• _What to work on_:
The required output is the line containing "Class, indicate each instance of the green apple" and every line after it, transcribed exactly through the end of the data below.
*** Material shown Section Begins ***
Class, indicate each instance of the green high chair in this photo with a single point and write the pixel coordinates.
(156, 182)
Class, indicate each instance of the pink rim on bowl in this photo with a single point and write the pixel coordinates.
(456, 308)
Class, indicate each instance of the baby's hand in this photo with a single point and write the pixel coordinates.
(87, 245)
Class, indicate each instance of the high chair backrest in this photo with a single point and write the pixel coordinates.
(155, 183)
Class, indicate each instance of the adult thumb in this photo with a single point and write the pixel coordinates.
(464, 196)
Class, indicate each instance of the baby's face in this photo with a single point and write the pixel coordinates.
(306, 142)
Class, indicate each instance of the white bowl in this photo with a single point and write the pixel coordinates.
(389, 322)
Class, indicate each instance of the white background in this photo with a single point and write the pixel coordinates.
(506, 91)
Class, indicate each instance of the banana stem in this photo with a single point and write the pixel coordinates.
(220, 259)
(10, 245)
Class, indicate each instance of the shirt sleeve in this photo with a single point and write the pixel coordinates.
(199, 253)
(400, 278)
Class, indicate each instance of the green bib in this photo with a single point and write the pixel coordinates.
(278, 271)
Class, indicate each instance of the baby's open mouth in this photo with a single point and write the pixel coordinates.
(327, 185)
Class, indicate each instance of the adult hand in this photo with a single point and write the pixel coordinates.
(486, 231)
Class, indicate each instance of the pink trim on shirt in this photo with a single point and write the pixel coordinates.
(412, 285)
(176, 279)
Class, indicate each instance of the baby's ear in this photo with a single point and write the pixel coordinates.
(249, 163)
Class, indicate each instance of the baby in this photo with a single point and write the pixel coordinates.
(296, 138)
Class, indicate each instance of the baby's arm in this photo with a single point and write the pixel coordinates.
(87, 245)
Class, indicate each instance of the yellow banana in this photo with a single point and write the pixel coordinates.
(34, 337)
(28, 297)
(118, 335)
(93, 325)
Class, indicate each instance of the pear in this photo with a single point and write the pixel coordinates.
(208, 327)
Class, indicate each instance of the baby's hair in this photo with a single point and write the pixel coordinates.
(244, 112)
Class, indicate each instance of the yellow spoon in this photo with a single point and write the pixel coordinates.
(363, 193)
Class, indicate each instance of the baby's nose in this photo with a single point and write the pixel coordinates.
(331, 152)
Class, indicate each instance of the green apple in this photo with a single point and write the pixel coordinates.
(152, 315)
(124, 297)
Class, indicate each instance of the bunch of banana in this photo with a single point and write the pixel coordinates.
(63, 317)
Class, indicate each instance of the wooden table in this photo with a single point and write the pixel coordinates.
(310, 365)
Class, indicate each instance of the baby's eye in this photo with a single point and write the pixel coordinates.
*** Material shown Section Ends ***
• _Exercise result_:
Class, indicate each instance of the green apple in this photo with a single point and write the pixel coordinates.
(152, 315)
(124, 297)
Class, indicate each instance of the bunch of banana in this photo with a single point and write the pixel coordinates.
(63, 317)
Class, indicate each instance of the wooden table in this photo with a single point and write the pixel coordinates.
(310, 365)
Class, indicate each instance of the baby's eye in this photo with a single point and write the pixel coordinates.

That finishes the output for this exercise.